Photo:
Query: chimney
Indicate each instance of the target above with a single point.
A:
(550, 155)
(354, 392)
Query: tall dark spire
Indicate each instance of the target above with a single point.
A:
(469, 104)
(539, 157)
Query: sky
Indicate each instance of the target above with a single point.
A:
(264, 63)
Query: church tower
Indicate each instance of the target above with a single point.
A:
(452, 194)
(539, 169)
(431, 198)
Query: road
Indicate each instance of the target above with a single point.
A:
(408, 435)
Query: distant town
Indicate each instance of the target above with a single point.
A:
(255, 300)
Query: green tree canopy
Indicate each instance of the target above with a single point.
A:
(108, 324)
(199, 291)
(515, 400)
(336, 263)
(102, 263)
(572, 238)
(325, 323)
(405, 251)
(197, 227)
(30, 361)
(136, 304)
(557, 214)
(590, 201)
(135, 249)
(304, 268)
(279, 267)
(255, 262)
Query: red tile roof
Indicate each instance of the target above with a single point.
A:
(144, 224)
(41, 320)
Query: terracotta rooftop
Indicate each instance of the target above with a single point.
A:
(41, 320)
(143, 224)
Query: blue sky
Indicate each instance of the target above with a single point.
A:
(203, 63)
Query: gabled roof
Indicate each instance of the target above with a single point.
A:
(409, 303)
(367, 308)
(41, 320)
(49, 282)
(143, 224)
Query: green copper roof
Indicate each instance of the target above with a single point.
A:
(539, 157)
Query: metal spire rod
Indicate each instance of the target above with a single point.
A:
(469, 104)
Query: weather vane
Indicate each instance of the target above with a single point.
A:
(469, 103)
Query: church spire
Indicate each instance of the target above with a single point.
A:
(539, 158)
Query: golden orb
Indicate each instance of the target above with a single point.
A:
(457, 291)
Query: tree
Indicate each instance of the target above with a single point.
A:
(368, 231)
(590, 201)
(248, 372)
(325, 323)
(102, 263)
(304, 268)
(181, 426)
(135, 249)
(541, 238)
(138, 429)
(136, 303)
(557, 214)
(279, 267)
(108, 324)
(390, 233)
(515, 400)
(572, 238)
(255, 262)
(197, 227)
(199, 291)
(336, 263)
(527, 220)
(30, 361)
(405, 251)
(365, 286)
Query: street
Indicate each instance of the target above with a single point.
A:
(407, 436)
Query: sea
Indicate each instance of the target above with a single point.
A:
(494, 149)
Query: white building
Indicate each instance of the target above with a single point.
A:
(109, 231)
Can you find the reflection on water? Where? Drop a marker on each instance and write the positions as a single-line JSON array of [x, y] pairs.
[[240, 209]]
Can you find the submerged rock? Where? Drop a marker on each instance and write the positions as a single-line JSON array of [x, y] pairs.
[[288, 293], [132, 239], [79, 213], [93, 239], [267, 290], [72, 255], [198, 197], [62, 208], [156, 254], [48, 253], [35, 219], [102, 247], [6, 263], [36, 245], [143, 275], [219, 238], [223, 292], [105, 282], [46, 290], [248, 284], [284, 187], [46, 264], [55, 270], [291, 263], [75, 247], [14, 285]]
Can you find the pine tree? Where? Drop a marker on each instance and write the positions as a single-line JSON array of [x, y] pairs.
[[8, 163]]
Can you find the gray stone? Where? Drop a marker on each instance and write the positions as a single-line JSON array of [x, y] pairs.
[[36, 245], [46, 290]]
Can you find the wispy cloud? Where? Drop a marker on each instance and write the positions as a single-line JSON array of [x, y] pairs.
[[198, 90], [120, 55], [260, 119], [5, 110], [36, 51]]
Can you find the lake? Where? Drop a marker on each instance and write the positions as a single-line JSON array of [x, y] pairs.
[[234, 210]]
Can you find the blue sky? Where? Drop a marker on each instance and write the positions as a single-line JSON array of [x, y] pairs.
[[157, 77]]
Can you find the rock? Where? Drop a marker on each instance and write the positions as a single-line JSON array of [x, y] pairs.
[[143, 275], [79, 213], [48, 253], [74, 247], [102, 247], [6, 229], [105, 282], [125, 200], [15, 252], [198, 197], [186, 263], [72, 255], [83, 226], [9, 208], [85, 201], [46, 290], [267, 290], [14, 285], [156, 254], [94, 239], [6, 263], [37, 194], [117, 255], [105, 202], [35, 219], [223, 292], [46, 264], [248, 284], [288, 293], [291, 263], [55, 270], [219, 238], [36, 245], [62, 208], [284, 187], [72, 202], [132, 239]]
==
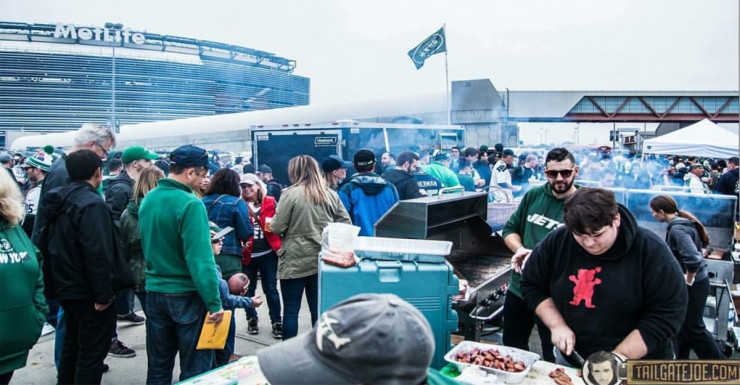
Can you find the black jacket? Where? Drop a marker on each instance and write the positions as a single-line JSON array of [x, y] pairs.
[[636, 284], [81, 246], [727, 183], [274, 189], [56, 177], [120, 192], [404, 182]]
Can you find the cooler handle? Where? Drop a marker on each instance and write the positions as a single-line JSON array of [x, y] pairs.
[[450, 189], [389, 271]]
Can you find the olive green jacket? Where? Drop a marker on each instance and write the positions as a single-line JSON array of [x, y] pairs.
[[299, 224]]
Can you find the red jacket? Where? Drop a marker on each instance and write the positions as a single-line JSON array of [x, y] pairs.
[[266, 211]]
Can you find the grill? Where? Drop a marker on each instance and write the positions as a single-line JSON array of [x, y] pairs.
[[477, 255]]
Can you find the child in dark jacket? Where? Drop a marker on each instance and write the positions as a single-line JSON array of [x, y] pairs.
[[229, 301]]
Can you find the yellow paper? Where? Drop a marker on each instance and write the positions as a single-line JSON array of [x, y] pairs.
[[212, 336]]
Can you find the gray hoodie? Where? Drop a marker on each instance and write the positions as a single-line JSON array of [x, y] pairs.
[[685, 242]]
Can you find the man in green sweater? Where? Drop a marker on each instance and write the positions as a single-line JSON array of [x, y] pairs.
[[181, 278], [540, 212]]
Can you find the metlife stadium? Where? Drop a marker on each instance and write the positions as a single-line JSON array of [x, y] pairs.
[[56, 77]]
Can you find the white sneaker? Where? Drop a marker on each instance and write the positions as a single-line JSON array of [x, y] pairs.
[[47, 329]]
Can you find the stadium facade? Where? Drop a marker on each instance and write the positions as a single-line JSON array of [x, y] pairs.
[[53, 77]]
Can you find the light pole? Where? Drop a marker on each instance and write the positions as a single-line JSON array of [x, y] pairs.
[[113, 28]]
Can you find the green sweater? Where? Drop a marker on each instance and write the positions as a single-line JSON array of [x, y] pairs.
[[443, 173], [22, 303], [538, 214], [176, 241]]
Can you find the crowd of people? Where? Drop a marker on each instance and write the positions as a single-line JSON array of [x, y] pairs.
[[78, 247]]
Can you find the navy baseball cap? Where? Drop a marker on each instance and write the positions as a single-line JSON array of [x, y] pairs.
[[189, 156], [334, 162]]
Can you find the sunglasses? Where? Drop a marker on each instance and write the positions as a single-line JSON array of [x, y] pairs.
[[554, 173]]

| Task description |
Please gather every line of the records above that contains the string "rock", copying each line in full; case counts.

| Exercise result |
Can you find the submerged rock? Where? Drop a marker on each instance and write the positions as a single-line JSON array of [x, y] pairs.
Can you find the rock? Where? Drop a marker on each instance and write the positions as a single-line JSON array of [x, y] pairs.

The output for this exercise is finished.